* [What is asked]:
Answer these from the Museum Flat article below:
1. In what year did the family sign their first tenancy agreement?
2. How old was Nellie Molloy when she died?
3. What is the old Lambert range in the sitting room still set with?

* [Article]:

□ □ □ □

Nice Gaff: Museum Flat, Iveagh Trust


Posted February 10, 2014 in More

DDF apr-may-24 – Desktop

When it comes to ideal gaffs, most people dream big. A country mansion surrounded by Sika deer. A penthouse apartment with toilets by Philippe Starck, perhaps – or a paradise island guarded by sharks with lasers attached to their heads.

Nellie Molloy, however, dreamed small. Beautifully small. No. 3B, a snug flat buried within the Iveagh Trust complex off Patrick Street comprises just three tiny rooms. After her family signed their first tenancy agreement in 1915, Nellie and her four siblings slept in one bedroom (boys and girls separated by a curtain hung from a brass rail) and their parents the other.

Don’t be put off by its size. 3B is small, but it’s perfectly formed.

‘It’s like Narnia in the wardrobe,’ said the man showing me around (the Museum Flat is open to small groups by appointment). He was spot on. Nellie died in 2002 at the age of 95, but throughout her life, she kept the flat almost exactly as it was in 1915.

The details are delicious. At the heart of the sitting room sits old Lambert range, still set with newspaper for kindling. Above it, there is a brass rail for hanging clothes, a tasseled yellow drape hiding stove brushes. Lace curtains veil sash windows; old crockery gathers dust in the cupboards. A stand-up piano in the living room is no ornament – the family loved their hooleys, and wedding breakfasts in the flat were regularly followed by sing-songs.

□ □ □ □

* [Data segment]:
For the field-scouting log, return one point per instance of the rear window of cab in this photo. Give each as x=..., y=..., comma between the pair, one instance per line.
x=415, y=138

□ □ □ □

* [Reply]:
1. 1915
2. 95
3. Newspaper for kindling